Day 2 :
Keynote: Technical feasibility for hypersensitive HRP2 infection detection test to support malaria elimination
Time : 09:30-09:55
Paul LaBarre is a senior technical officer at PATH. His primary focus is accelerating a portfolio of novel technologies in HIV and malaria diagnostics appropriate for low-resource settings. He is also project director for the Bill & Melinda Gates Foundation–funded DIAMETER project and principle investigator for the NIH–funded non-instrumented nucleic acid amplification (NINA) platform development project. His background includes medical technology design for low resource settings, and prior to working in biotechnology, he served as a nuclear engineer officer in the United States Navy. He received a Master’s degree in Medical Engineering from the University of Washington.
Undiagnosed malaria infections may result in inefficient use of elimination program resources and contribute to persistent regional transmission. To minimize the number of undiagnosed malaria infections and advance toward malaria elimination requires improving access to currently available diagnostic tests and developing new, more sensitive tests that will detect asymptomatic, low-density infections. To enable the most efficient malaria elimination interventions in the most challenging malaria-endemic environments, Bill & Melinda Gates Foundation is sponsoring an Infection Detection Test (IDT) Development Initiative focused on developing a more sensitive diagnostic test for Plasmodium falciparum (Pf) based on detection of the HRP2 antigen. Under this initiative, the DIAMETER (diagnostics for malaria elimination toward eradication) team is collaborating with key partners to develop and validate new diagnostic tests for identification of subclinical Pf infections. These tests are intended for use in malaria-eliminating regions where undiagnosed infections serve as a reservoir of transmission. Over the past 12 months, initiative partners have initiated or completed new research projects, including an investigation of capture agents, new standard development and prototype analysis using clinical specimens. Together, these findings demonstrate feasibility of a new, hypersensitive IDT. New findings have also prompted an update of our target product profile (TPP) for the IDT. Here, we present an updated TPP along with an assessment of how several technologies compare against TPP specifications.

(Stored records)
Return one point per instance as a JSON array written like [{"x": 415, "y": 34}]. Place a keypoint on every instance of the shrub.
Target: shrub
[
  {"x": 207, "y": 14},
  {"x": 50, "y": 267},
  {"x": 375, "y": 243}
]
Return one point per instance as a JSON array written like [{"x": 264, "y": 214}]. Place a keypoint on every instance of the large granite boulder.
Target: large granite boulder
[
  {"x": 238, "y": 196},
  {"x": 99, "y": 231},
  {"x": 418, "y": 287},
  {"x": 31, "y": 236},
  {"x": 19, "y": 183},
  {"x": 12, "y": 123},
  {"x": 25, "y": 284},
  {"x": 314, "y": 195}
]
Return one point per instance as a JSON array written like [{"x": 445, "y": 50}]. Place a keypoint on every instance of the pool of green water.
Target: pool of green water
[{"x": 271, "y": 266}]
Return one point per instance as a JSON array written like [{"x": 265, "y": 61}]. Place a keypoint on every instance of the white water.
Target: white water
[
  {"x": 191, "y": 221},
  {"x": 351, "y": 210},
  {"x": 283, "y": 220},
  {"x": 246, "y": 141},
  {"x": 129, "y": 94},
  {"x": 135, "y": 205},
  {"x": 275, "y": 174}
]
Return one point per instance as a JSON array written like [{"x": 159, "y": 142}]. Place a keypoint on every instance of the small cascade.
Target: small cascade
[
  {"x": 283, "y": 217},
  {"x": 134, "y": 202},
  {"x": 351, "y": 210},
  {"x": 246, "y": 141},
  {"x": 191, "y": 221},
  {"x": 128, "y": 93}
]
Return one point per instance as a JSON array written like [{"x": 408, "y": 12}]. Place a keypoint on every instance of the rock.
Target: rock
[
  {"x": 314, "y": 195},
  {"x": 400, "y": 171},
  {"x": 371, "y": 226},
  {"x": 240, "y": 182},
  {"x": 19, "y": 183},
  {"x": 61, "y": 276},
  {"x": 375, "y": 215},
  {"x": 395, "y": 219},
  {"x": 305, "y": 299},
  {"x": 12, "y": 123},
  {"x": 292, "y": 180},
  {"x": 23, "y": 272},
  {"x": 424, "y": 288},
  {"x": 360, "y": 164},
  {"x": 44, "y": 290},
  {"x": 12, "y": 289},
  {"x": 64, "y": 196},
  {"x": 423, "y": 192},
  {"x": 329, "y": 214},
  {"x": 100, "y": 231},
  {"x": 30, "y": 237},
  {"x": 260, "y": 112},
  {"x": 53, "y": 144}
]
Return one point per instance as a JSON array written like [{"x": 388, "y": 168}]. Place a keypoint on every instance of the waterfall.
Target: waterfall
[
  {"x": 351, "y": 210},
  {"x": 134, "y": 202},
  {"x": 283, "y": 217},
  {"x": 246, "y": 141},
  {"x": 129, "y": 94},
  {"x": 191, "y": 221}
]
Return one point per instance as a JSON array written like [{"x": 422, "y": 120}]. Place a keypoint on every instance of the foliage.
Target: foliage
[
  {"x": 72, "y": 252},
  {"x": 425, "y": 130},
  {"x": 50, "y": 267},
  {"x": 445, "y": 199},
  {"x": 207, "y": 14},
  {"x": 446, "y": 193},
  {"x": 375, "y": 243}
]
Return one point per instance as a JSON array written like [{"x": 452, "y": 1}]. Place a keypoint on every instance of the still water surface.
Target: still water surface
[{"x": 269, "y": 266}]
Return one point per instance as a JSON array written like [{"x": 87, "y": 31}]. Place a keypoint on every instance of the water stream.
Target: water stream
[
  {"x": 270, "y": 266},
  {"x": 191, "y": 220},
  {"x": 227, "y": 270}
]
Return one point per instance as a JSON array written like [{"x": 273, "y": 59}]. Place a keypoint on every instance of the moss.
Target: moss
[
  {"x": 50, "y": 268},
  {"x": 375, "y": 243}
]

:: Activities ::
1. Answer these questions about the malaria keynote text:
(a) What degree did Paul LaBarre receive, and from which university?
(b) What does the name DIAMETER stand for?
(c) Detection of which antigen is the more sensitive Plasmodium falciparum test based on?
2. Extend the malaria keynote text by writing the part that follows its final sentence.

:: Results of the tasks ::
1.
(a) A Master's degree in Medical Engineering from the University of Washington.
(b) Diagnostics for malaria elimination toward eradication.
(c) The HRP2 antigen.

2.
Institute of Parasitology of the Slovak Academy of Sciences, Slovak Republic
Keynote: Relationship between parasitozoonoses, domestic animals, wildlife and changing environment in the Slovak Republic
Time : 09:55-10:20
I Papajová graduated in 1997 from the Faculty of Natural Sciences, University of Pavol Jozef Šafárik in Košice, specializing in Biology and Chemistry. She received PhD degree at the Institute of Parasitology of the SAS in 2001 and she defended her thesis on Ecological factors and their impact on the tenacity of the enteronematode eggs in 2014. Since 2000, she has been working as Researcher – Parasitologist at the Institute of Parasitology of the SAS (IP SAS). From 2002, she is the Head of the Department of Environmental and Plant Parasitology and since 2011, she has been acting as Deputy Director at the IP SAS.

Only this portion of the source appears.